◆ Problem description ◆
In the copy, include no pictures, but reproduce every record exactly.

(Free-text object descriptions)
= = = = =

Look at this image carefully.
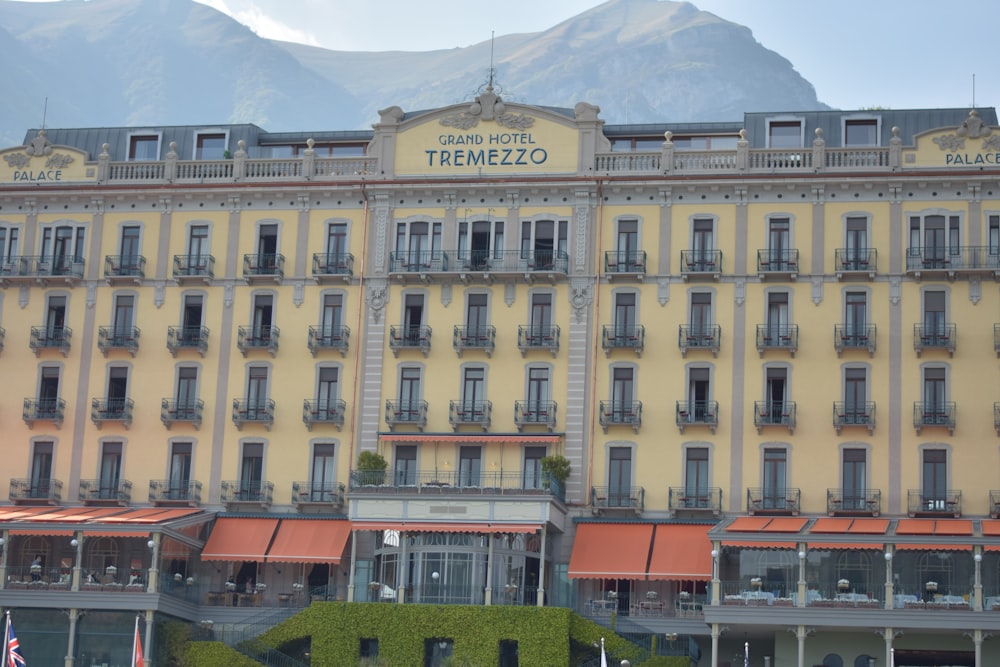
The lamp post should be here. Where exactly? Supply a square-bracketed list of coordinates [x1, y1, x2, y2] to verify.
[797, 550, 806, 608]
[147, 537, 159, 593]
[883, 551, 893, 610]
[432, 570, 440, 603]
[710, 548, 720, 605]
[974, 551, 983, 611]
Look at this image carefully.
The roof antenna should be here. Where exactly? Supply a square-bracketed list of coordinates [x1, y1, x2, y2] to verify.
[972, 73, 976, 108]
[488, 31, 495, 89]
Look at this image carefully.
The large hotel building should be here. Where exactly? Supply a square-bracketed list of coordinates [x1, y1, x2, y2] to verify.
[1, 87, 1000, 666]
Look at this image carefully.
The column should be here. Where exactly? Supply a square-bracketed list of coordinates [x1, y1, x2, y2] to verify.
[71, 533, 83, 591]
[710, 623, 720, 667]
[64, 608, 79, 667]
[0, 530, 8, 590]
[536, 526, 547, 607]
[347, 530, 357, 602]
[796, 625, 807, 667]
[147, 535, 160, 593]
[144, 609, 154, 665]
[484, 533, 494, 606]
[883, 629, 894, 667]
[973, 628, 983, 667]
[398, 531, 408, 604]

= = = = =

◆ Result of this task ◆
Look at this image carefully.
The lamp post should be here. Where exactly? Supply a square-bracketed list of coordinates [x1, y1, x2, y2] to verify.
[797, 550, 806, 608]
[147, 537, 159, 593]
[883, 551, 893, 610]
[432, 570, 440, 603]
[710, 548, 720, 605]
[974, 551, 983, 611]
Look at this image carefully.
The roof antenna should be here. Where exactly? Supply a square-bracketed list of coordinates [x1, y1, x2, y2] to verify.
[972, 73, 976, 108]
[488, 31, 495, 89]
Look at this image carefully.
The large hotel building should be here. Where exactly? Supply a square-bracketed list of coordinates [x1, y1, x2, y2] to verify.
[1, 87, 1000, 666]
Look at this image carefully.
The column should be here. Where exactly? Supply a square-bracketed list of coordinates [x1, y1, x2, y2] to verify.
[71, 533, 83, 591]
[710, 623, 720, 667]
[64, 608, 79, 667]
[0, 530, 8, 590]
[536, 526, 547, 607]
[347, 530, 357, 602]
[796, 625, 807, 667]
[147, 535, 160, 593]
[144, 609, 154, 665]
[484, 533, 494, 606]
[883, 629, 894, 667]
[973, 628, 983, 667]
[398, 531, 408, 604]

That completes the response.